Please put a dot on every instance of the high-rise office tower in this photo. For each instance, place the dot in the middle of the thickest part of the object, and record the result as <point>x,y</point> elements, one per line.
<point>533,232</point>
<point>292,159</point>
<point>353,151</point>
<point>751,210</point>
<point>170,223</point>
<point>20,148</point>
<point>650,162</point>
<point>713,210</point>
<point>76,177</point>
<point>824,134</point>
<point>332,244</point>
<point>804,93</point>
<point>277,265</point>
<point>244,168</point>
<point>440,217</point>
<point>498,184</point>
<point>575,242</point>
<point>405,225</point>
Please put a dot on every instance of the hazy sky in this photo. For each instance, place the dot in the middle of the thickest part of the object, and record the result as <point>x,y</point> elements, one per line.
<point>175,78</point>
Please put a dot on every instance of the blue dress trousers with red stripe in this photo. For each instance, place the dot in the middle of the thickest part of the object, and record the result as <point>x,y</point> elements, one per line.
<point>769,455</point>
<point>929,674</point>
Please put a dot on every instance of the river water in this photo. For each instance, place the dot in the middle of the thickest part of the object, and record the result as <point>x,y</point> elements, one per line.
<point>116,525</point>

ASSIGNMENT — A word-for-word copy of the data is the expected answer.

RESULT FOR THIS EXERCISE —
Please put a dot on every instance of the high-rise office tower in this photo. For each instance, place the dot in the middle of the thickest part of the object, and record the result as <point>x,y</point> elements, one per line.
<point>533,232</point>
<point>292,159</point>
<point>353,151</point>
<point>751,210</point>
<point>170,223</point>
<point>20,148</point>
<point>650,162</point>
<point>713,210</point>
<point>76,177</point>
<point>824,134</point>
<point>332,244</point>
<point>804,93</point>
<point>277,265</point>
<point>244,168</point>
<point>440,217</point>
<point>498,184</point>
<point>575,242</point>
<point>405,225</point>
Please put a dot on every instance of the hazy sky in this photo. For each instance, place the dot in the middle of the thickest part of the object, and record the result as <point>x,y</point> elements, one per line.
<point>175,78</point>
Please put a dot on every instance of the blue dress trousers with red stripe in this photo. For each instance, place the dot in the middle of the thickest part of the object, and record the result as <point>x,y</point> elements, one per line.
<point>769,455</point>
<point>929,674</point>
Please put a dot on every instance of the river water in this photo. For each instance, place the dot in the middle of the thickest part of the object, and record the result as <point>x,y</point> elements, one per line.
<point>116,525</point>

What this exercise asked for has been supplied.